BEGIN Entries shown

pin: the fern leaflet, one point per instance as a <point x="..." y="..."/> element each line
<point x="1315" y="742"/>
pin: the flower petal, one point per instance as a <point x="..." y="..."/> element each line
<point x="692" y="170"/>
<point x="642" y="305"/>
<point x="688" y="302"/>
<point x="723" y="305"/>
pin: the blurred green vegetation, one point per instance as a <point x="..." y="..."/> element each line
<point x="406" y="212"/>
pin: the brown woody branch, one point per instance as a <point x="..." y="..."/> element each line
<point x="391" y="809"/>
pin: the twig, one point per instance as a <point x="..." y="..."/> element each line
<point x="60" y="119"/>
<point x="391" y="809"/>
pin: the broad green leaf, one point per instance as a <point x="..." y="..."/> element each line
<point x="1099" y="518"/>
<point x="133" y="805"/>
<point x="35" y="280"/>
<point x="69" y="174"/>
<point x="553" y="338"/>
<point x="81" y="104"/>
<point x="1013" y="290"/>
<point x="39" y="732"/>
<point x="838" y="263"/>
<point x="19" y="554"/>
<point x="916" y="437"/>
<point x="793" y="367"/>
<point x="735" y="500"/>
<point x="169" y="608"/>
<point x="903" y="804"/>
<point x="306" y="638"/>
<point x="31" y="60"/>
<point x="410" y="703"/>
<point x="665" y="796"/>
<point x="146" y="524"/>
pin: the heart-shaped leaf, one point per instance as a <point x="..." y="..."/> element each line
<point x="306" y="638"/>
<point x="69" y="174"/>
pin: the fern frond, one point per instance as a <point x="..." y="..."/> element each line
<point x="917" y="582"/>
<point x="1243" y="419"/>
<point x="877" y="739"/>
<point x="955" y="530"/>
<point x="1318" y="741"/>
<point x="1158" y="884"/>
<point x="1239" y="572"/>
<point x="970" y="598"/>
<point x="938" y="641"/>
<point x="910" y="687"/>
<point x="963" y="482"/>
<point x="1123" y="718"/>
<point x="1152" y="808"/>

END Entries shown

**What you are asked to do:** From the first line to the last, retype the records exactly.

**Task response:**
pin: the fern leaflet, one point per instance as a <point x="..." y="..."/> element each line
<point x="1315" y="742"/>
pin: the flower petal, one point per instance as a <point x="..." y="..."/> element each line
<point x="692" y="170"/>
<point x="642" y="305"/>
<point x="688" y="302"/>
<point x="723" y="305"/>
pin: the blurred green vegetation, one point per instance as a <point x="..." y="..."/> element each line
<point x="406" y="212"/>
pin: the brown woody branch, one point per instance as a <point x="..." y="..."/> element each line
<point x="391" y="809"/>
pin: the twig, one point per instance as a <point x="..." y="..."/> element each line
<point x="60" y="119"/>
<point x="391" y="809"/>
pin: the broad green leaf, one point per instance as a <point x="..." y="..."/> element each line
<point x="1099" y="518"/>
<point x="133" y="805"/>
<point x="35" y="280"/>
<point x="69" y="174"/>
<point x="553" y="338"/>
<point x="81" y="104"/>
<point x="1013" y="290"/>
<point x="39" y="732"/>
<point x="838" y="263"/>
<point x="19" y="554"/>
<point x="916" y="437"/>
<point x="793" y="367"/>
<point x="735" y="500"/>
<point x="169" y="608"/>
<point x="903" y="804"/>
<point x="306" y="638"/>
<point x="31" y="60"/>
<point x="410" y="703"/>
<point x="665" y="796"/>
<point x="146" y="524"/>
pin: the heart-shaped leaf, one point per instance as a <point x="..." y="..."/> element each line
<point x="306" y="638"/>
<point x="69" y="174"/>
pin: the fern frond, one point per instance as a <point x="..." y="..."/> element each line
<point x="917" y="582"/>
<point x="1243" y="419"/>
<point x="877" y="739"/>
<point x="955" y="530"/>
<point x="1318" y="741"/>
<point x="1158" y="884"/>
<point x="1239" y="572"/>
<point x="970" y="598"/>
<point x="938" y="641"/>
<point x="910" y="687"/>
<point x="963" y="482"/>
<point x="1123" y="718"/>
<point x="1152" y="808"/>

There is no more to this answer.